◆ **TASK STATEMENT**: Rewrite the records from the line containing "You're the final" through the end of the records, leaving the requests as they are and multiplying every coordinate in the answers by 1.65, rounded to whole numbers with halves rounded up. Reproduce only those lines.

◆ **DATA SUPPLIED**:
↓
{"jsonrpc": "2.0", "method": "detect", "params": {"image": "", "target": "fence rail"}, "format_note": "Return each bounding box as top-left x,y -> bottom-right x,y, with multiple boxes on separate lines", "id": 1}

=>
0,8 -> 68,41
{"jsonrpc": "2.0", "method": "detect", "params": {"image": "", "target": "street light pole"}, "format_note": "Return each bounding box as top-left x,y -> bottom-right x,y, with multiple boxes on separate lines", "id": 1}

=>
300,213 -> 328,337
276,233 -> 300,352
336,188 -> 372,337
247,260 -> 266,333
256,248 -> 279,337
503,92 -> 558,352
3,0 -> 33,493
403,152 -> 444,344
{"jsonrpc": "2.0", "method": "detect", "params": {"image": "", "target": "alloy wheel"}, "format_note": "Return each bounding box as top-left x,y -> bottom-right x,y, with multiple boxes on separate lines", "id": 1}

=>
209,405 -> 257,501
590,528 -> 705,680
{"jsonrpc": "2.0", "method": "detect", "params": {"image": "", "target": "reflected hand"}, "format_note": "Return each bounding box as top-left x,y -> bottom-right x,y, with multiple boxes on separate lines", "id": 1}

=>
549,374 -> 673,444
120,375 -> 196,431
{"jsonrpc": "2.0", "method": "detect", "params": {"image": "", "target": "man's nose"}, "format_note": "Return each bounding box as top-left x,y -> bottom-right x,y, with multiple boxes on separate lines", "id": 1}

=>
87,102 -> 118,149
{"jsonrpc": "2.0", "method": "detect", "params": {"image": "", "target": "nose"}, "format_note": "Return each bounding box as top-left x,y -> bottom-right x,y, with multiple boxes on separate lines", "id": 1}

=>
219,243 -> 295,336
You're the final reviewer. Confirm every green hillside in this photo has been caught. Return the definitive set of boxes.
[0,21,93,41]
↑
◆ **SOLUTION TO THIS TASK**:
You're the final reviewer. Confirm every green hillside in this photo has been caught. Return the definitive set of boxes.
[0,35,153,68]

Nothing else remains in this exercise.